┌──

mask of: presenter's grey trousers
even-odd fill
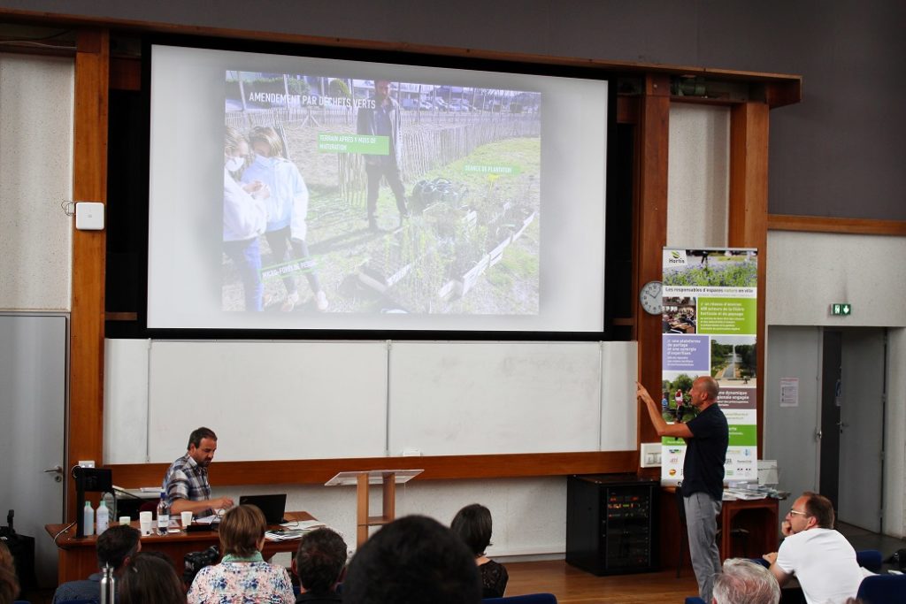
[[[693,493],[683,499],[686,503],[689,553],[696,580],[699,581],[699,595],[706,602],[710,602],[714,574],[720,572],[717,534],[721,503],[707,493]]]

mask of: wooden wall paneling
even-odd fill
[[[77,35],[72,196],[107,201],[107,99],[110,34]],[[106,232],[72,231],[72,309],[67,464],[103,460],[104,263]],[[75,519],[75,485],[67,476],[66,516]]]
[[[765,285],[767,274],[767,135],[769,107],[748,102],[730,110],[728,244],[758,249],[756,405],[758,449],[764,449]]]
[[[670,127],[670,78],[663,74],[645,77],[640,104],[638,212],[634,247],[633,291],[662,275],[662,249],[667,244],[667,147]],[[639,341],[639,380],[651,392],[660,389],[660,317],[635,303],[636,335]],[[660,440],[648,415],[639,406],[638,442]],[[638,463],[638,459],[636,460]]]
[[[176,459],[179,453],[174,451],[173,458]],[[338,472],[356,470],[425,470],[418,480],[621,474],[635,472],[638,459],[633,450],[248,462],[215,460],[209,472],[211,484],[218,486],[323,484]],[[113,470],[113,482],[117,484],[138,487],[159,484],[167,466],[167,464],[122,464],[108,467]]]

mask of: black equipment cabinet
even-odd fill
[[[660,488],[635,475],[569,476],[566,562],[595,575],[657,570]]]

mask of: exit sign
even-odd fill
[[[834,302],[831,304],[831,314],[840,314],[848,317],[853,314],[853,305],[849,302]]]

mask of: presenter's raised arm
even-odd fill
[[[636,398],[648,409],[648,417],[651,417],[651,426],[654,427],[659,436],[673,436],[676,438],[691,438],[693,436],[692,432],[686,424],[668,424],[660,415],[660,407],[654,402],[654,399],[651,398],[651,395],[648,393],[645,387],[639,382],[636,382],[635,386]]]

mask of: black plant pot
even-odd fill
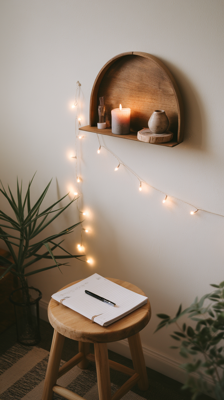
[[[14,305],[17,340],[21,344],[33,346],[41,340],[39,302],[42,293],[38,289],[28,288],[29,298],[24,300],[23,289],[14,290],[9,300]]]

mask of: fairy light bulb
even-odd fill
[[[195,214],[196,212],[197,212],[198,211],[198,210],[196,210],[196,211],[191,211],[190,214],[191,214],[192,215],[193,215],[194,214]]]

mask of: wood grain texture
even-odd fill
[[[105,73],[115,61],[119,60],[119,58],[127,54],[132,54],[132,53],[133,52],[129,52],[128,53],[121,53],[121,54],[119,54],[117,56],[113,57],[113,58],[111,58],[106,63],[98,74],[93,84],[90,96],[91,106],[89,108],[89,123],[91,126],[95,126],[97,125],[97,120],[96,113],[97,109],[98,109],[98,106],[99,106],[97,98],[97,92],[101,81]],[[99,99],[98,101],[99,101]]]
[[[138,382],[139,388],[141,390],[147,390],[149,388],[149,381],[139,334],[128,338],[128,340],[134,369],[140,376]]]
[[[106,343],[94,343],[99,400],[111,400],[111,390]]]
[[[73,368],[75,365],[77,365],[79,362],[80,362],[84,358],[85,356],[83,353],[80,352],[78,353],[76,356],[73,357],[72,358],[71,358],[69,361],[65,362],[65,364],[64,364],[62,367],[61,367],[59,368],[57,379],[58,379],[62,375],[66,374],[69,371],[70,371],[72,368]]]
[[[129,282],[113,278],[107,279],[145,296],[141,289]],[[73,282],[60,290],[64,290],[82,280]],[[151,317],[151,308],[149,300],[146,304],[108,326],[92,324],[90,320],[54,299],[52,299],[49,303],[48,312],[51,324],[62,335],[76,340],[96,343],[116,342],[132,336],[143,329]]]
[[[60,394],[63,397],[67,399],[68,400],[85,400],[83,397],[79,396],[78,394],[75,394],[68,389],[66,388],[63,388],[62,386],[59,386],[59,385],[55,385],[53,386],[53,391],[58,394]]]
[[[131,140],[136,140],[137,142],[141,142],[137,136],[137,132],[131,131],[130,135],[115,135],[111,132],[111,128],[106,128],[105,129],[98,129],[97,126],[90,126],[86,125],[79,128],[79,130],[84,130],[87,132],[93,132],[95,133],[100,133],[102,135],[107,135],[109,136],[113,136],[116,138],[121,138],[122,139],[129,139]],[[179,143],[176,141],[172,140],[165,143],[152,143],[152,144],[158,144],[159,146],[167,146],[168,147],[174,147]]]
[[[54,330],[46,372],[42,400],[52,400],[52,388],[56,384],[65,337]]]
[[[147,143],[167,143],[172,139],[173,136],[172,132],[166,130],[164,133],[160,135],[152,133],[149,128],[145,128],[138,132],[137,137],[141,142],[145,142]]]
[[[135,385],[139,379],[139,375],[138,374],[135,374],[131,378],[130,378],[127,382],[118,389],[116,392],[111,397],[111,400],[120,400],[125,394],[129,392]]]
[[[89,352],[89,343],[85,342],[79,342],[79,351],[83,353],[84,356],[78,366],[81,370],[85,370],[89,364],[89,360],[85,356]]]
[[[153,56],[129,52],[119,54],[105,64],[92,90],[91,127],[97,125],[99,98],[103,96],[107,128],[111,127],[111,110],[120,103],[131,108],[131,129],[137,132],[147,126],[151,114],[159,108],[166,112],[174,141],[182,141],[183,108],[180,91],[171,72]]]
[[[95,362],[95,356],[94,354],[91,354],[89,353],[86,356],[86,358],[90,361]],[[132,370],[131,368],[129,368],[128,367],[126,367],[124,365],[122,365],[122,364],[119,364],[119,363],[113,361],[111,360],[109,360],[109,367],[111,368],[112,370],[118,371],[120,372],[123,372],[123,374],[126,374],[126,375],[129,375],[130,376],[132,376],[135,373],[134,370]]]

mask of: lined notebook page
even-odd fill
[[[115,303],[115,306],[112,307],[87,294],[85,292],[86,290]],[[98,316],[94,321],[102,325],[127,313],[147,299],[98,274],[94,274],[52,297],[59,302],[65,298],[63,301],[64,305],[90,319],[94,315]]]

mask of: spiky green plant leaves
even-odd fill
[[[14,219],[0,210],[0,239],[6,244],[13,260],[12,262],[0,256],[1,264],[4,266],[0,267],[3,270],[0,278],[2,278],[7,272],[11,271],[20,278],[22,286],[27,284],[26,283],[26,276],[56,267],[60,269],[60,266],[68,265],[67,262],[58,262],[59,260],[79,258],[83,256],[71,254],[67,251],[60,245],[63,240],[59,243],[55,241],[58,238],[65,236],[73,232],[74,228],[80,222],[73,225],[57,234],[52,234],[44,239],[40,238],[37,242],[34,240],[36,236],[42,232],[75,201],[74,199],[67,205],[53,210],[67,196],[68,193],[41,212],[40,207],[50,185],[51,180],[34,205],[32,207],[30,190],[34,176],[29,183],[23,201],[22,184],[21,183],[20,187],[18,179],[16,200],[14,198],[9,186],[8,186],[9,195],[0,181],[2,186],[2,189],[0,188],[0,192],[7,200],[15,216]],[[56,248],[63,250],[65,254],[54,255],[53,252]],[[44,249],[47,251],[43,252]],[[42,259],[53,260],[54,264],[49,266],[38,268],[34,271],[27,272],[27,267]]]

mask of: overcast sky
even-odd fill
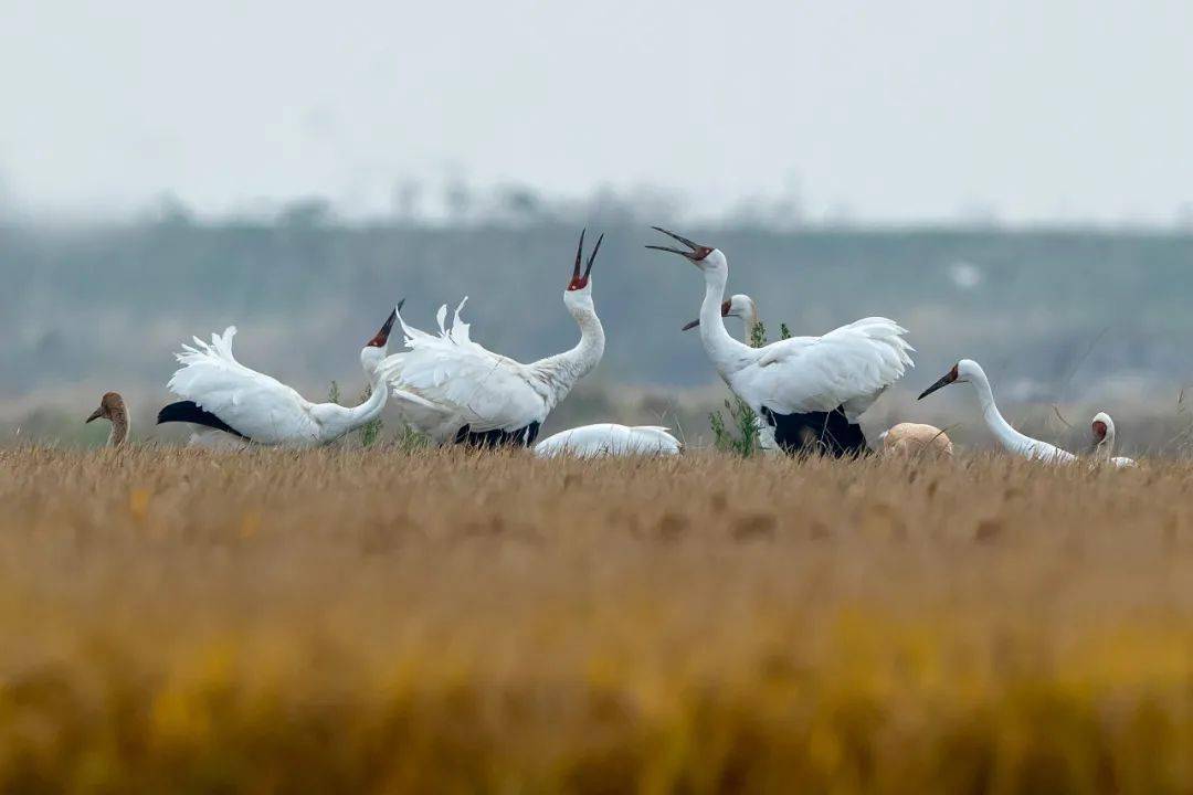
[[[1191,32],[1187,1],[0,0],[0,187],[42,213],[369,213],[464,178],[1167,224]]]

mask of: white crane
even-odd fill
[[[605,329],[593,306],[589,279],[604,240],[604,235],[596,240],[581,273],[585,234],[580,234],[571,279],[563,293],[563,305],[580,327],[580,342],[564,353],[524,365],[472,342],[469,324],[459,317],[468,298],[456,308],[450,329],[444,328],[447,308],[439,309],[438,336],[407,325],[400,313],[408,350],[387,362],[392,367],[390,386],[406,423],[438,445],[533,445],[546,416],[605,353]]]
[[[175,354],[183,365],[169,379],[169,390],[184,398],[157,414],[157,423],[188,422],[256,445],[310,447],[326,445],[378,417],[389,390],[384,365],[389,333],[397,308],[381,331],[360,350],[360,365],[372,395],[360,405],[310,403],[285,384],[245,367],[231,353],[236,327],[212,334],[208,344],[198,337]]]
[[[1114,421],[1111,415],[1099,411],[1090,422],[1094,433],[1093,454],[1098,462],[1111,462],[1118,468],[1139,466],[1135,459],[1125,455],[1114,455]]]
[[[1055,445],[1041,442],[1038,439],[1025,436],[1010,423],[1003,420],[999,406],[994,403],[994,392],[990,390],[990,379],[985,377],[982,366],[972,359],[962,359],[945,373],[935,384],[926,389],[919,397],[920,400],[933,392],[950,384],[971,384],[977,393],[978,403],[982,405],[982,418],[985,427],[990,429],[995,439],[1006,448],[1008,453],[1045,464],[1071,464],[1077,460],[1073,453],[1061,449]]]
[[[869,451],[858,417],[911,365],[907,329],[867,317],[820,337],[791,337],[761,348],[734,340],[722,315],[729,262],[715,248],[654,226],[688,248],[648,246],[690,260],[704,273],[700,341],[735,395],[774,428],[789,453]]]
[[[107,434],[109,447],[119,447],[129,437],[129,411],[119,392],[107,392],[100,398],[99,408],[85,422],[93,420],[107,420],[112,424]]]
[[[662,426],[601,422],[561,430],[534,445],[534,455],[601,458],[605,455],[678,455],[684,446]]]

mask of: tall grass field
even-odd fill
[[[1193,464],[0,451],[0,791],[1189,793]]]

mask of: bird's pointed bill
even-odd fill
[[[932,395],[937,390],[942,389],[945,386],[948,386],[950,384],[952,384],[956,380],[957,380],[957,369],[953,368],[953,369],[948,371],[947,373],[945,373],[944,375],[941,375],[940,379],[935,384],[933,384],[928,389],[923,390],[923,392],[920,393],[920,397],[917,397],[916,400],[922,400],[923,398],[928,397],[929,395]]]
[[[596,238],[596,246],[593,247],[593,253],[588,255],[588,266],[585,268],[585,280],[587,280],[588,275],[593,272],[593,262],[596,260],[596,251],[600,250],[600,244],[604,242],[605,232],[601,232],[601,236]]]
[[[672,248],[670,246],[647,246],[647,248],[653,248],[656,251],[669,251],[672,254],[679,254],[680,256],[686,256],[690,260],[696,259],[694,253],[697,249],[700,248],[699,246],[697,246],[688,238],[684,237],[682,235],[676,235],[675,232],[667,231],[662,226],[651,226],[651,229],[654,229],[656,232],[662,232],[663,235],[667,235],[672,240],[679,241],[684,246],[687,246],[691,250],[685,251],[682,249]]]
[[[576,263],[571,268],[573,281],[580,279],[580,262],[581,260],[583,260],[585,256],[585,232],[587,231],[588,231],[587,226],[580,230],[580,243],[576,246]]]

└──

■ **What you have to do**: Copy the rows above verbatim, from the line with "mask of: white crane" up to and including the line with "[[[1193,464],[0,451],[0,791],[1189,793]]]".

■ **Finished task**:
mask of: white crane
even-odd fill
[[[605,329],[593,306],[589,279],[604,240],[604,235],[596,240],[581,273],[585,234],[580,234],[571,279],[563,293],[563,305],[580,327],[580,342],[564,353],[524,365],[472,342],[469,324],[459,317],[468,298],[456,308],[450,329],[444,328],[447,308],[439,309],[438,336],[407,325],[400,313],[408,350],[387,362],[392,367],[390,386],[406,423],[438,445],[533,445],[546,416],[605,353]]]
[[[175,354],[183,365],[169,379],[169,390],[184,398],[157,414],[157,423],[188,422],[256,445],[310,447],[326,445],[378,417],[389,390],[384,365],[389,333],[397,308],[381,331],[360,350],[360,365],[372,395],[360,405],[310,403],[285,384],[245,367],[231,353],[236,327],[212,334],[208,344],[198,337]]]
[[[1114,421],[1111,415],[1099,411],[1090,422],[1094,433],[1093,454],[1098,462],[1111,462],[1118,468],[1139,466],[1135,459],[1125,455],[1114,455]]]
[[[1055,445],[1041,442],[1038,439],[1025,436],[1010,423],[1003,420],[999,406],[994,403],[994,392],[990,390],[990,379],[985,377],[982,366],[972,359],[962,359],[945,373],[935,384],[926,389],[919,397],[920,400],[933,392],[950,384],[971,384],[977,393],[978,403],[982,405],[982,418],[985,427],[990,429],[995,439],[1006,448],[1008,453],[1045,464],[1071,464],[1077,460],[1073,453],[1061,449]]]
[[[869,451],[858,417],[911,365],[907,329],[867,317],[820,337],[791,337],[761,348],[734,340],[722,315],[729,262],[715,248],[654,226],[688,248],[648,246],[690,260],[704,273],[700,341],[735,395],[774,428],[789,453]]]
[[[107,434],[109,447],[119,447],[129,437],[129,411],[119,392],[107,392],[100,398],[99,408],[85,422],[93,420],[107,420],[112,424]]]
[[[662,426],[601,422],[561,430],[534,445],[534,455],[601,458],[605,455],[678,455],[684,446]]]

mask of: tall grass field
even-odd fill
[[[1193,464],[0,451],[0,791],[1189,793]]]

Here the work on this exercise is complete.